The problem. Change "photo" to "image" in the part of the data that opens with the line containing "Exercise. Mark the straw" and closes with the line containing "Query: straw thatch", then write out only those lines with nothing else altered. Leave the pictures out of your answer.

Given records.

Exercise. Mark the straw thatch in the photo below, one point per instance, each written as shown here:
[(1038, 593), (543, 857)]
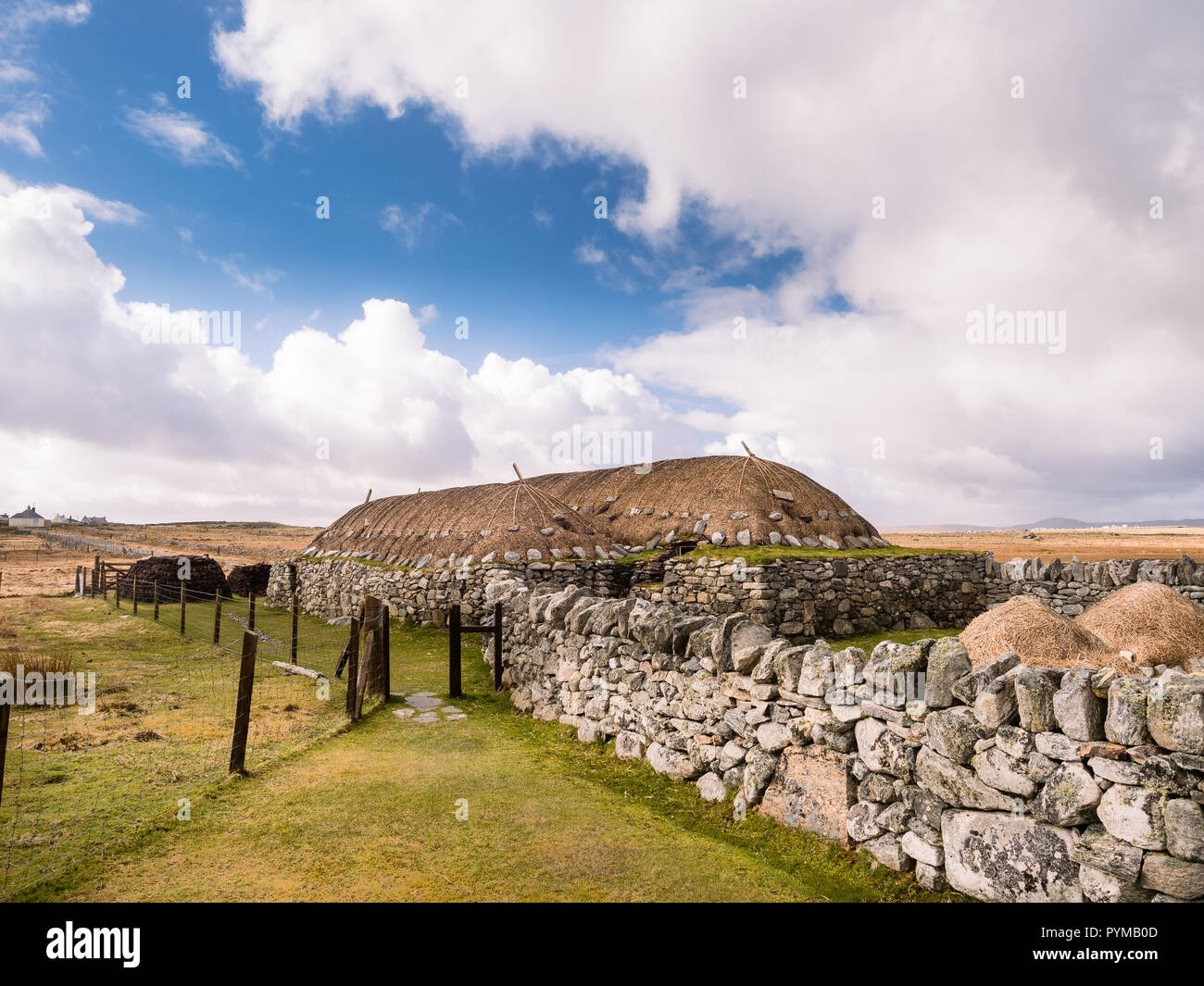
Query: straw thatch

--

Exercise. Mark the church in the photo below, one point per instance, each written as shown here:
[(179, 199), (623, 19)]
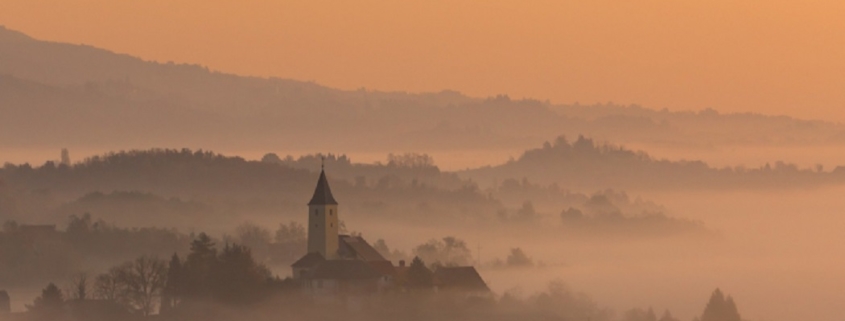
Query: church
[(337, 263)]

Complete output.
Exercise. Mark the straw thatch in the image below, one point per instance, each written as shown here:
[(1038, 593), (543, 857)]
Query: straw thatch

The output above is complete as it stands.